→ **SOURCE DATA**:
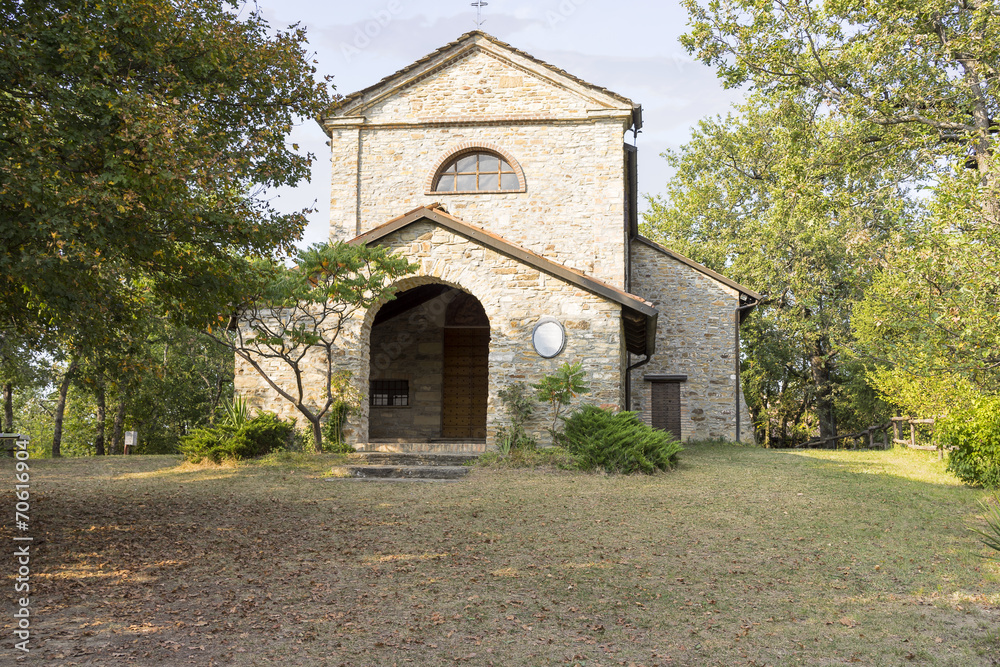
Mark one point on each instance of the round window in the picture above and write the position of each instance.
(549, 338)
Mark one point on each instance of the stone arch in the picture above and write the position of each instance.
(457, 150)
(402, 342)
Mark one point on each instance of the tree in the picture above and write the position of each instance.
(295, 317)
(137, 139)
(789, 199)
(923, 76)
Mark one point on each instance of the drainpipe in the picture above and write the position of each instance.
(739, 319)
(628, 381)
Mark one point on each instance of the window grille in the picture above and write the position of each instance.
(389, 393)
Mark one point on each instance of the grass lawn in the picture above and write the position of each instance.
(742, 556)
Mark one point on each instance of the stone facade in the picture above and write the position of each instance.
(557, 246)
(695, 337)
(567, 143)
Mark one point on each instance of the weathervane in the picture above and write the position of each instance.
(479, 4)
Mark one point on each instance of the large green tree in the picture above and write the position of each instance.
(796, 203)
(137, 141)
(291, 319)
(922, 74)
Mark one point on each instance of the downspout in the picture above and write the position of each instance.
(739, 321)
(628, 380)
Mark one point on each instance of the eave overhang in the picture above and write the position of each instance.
(638, 316)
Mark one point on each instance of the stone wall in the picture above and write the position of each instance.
(695, 337)
(409, 347)
(514, 297)
(569, 149)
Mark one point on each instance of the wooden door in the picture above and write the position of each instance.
(465, 383)
(667, 407)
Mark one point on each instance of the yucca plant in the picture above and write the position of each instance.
(237, 412)
(991, 535)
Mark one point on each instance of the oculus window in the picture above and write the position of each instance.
(548, 338)
(477, 172)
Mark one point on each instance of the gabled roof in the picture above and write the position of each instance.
(475, 39)
(701, 268)
(639, 315)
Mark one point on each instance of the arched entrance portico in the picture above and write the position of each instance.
(429, 367)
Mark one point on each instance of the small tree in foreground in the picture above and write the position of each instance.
(295, 316)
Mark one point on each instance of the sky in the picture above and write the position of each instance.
(627, 46)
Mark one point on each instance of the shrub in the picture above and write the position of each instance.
(261, 435)
(617, 442)
(560, 388)
(975, 435)
(518, 406)
(333, 430)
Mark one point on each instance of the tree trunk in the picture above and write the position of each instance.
(8, 407)
(99, 440)
(116, 436)
(820, 367)
(61, 410)
(317, 436)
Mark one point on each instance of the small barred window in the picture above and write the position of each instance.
(477, 172)
(389, 393)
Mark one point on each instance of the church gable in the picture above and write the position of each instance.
(482, 86)
(480, 78)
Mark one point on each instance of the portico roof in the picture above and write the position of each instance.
(638, 315)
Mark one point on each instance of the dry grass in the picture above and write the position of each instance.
(740, 557)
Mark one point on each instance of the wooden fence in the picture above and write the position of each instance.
(866, 438)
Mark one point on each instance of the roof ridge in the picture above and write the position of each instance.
(348, 99)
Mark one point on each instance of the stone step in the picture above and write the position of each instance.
(413, 458)
(401, 472)
(426, 447)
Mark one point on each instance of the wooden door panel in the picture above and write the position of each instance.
(666, 407)
(465, 383)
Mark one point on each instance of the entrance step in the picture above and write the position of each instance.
(412, 458)
(401, 472)
(427, 447)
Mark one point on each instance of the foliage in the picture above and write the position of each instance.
(975, 435)
(236, 412)
(291, 318)
(931, 322)
(137, 141)
(347, 402)
(521, 458)
(789, 201)
(919, 80)
(618, 442)
(560, 388)
(991, 536)
(261, 435)
(518, 405)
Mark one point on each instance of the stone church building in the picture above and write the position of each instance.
(510, 183)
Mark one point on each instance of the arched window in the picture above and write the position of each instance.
(477, 171)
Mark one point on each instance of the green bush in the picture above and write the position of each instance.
(518, 406)
(975, 435)
(261, 435)
(617, 442)
(333, 429)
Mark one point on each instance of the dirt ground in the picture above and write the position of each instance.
(740, 557)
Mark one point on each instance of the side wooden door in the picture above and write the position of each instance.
(667, 407)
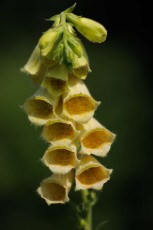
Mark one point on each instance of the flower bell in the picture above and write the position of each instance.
(78, 104)
(59, 131)
(91, 174)
(60, 159)
(40, 107)
(95, 138)
(55, 189)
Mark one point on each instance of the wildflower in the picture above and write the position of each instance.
(65, 108)
(95, 138)
(55, 189)
(55, 80)
(60, 159)
(47, 44)
(80, 67)
(91, 174)
(77, 102)
(59, 131)
(34, 67)
(40, 107)
(92, 30)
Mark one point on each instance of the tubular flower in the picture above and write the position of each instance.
(55, 189)
(65, 108)
(91, 174)
(78, 104)
(60, 159)
(95, 138)
(59, 131)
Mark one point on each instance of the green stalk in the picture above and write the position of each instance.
(85, 214)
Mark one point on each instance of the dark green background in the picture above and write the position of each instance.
(121, 78)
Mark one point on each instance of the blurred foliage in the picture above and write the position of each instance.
(119, 79)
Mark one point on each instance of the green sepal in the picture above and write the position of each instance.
(70, 9)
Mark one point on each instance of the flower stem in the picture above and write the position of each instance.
(85, 215)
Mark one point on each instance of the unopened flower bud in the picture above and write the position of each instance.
(60, 159)
(95, 138)
(80, 67)
(34, 67)
(55, 189)
(90, 29)
(91, 174)
(55, 80)
(48, 42)
(75, 45)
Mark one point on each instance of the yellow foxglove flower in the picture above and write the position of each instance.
(59, 132)
(34, 67)
(90, 29)
(60, 159)
(91, 174)
(78, 104)
(95, 138)
(55, 188)
(40, 107)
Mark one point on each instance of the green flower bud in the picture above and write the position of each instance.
(34, 67)
(80, 67)
(48, 42)
(90, 29)
(75, 45)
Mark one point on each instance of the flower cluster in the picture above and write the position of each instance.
(65, 108)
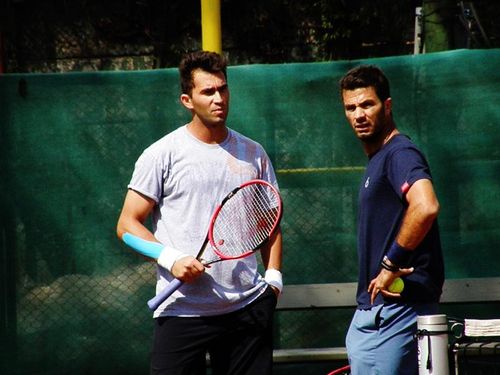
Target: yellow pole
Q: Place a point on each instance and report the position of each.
(210, 26)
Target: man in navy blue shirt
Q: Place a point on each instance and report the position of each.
(398, 235)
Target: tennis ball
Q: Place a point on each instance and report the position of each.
(397, 285)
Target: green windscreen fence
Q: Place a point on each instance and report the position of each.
(73, 297)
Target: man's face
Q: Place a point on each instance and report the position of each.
(366, 113)
(209, 99)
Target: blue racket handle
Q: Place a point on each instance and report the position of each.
(148, 248)
(157, 300)
(152, 250)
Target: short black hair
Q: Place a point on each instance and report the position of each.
(211, 62)
(366, 76)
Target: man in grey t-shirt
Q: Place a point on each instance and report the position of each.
(225, 309)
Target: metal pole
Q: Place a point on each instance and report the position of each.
(211, 26)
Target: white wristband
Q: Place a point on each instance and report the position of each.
(168, 257)
(274, 278)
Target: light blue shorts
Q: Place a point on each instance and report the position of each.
(380, 341)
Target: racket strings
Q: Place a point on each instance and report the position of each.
(246, 220)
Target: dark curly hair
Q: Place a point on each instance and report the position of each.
(366, 76)
(210, 62)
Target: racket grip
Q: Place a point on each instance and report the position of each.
(157, 300)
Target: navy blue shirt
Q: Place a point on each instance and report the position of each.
(382, 204)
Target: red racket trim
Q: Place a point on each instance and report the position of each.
(275, 223)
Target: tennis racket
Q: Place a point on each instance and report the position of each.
(241, 224)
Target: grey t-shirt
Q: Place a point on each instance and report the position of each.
(187, 179)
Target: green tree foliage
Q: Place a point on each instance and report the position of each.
(55, 35)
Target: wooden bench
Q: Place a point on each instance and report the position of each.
(342, 295)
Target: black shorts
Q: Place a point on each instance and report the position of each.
(239, 343)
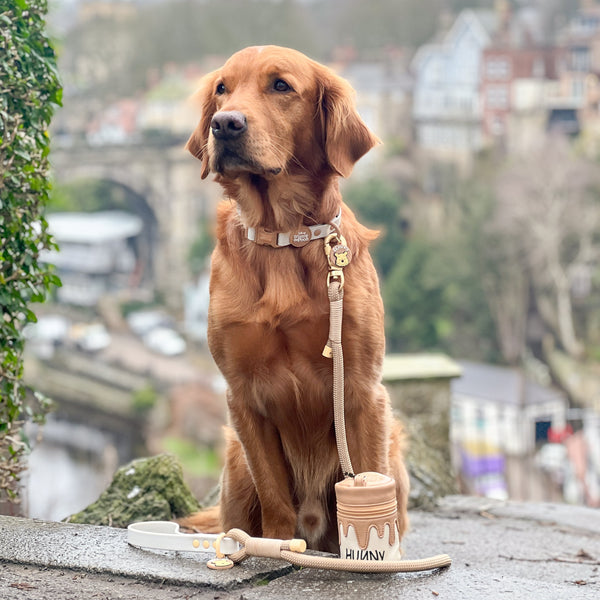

→ **EXERCISE DIRECTIONS**:
Pull out every line of the entries above that contains the word "pole", and treat uppercase and lowercase as different.

→ **TASK SOLUTION**:
Target: yellow pole
Target: metal pole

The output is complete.